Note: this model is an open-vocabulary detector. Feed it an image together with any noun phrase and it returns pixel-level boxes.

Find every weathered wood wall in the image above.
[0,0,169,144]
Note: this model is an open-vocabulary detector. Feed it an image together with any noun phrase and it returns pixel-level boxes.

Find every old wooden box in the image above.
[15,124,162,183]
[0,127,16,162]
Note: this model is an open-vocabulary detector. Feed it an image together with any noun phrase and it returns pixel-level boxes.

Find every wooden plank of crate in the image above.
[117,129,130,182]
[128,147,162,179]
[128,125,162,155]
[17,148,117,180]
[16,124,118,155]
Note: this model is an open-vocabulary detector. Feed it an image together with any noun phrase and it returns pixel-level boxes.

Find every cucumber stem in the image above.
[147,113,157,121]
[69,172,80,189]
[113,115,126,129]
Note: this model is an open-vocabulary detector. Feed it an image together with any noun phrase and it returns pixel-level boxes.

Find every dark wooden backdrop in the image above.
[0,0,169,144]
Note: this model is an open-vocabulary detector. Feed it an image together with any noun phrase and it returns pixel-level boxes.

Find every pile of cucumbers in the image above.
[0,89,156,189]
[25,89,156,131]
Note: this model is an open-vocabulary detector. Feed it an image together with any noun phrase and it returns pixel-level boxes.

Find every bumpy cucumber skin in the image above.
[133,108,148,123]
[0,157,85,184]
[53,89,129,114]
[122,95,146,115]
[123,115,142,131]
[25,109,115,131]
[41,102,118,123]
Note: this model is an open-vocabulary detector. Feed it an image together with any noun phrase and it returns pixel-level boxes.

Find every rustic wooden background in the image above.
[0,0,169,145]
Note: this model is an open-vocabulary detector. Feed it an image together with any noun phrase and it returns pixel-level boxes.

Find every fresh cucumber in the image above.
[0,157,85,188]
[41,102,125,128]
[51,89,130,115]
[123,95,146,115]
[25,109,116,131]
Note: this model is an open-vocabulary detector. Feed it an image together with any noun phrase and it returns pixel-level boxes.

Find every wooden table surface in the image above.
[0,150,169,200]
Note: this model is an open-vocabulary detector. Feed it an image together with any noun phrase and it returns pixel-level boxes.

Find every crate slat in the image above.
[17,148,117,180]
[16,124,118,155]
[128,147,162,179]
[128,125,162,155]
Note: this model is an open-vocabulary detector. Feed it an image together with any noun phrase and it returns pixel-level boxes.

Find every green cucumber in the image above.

- Stated goal -
Write out the records word for word, from the first line through the line that contains "[113,115,126,129]", including both of those lines.

- Correct answer -
Note: this model is an open-vocabulary detector. Feed it an image together with any noun phrase and it returns pixel-level boxes.

Find every weathered wood wall in the image above.
[0,0,169,144]
Note: this model is an open-vocabulary detector. Feed it an image together with any noun phrase and it returns pixel-level boxes.

Find every old wooden box in the image above.
[15,124,162,183]
[0,127,16,162]
Note: this model is an open-vocabulary detector. Feed it an image together with any noun phrase and it returns pixel-level boxes.

Find every wooden plank of crate in the image above.
[117,129,130,182]
[128,147,162,179]
[128,125,162,155]
[17,148,117,180]
[16,124,118,155]
Note: this model is an open-vocabulary detector. Feed it an image together with any noun phrase and it returns pixel-level boxes.

Find every cucumber stem in the image above.
[147,113,157,121]
[69,172,80,189]
[113,115,126,129]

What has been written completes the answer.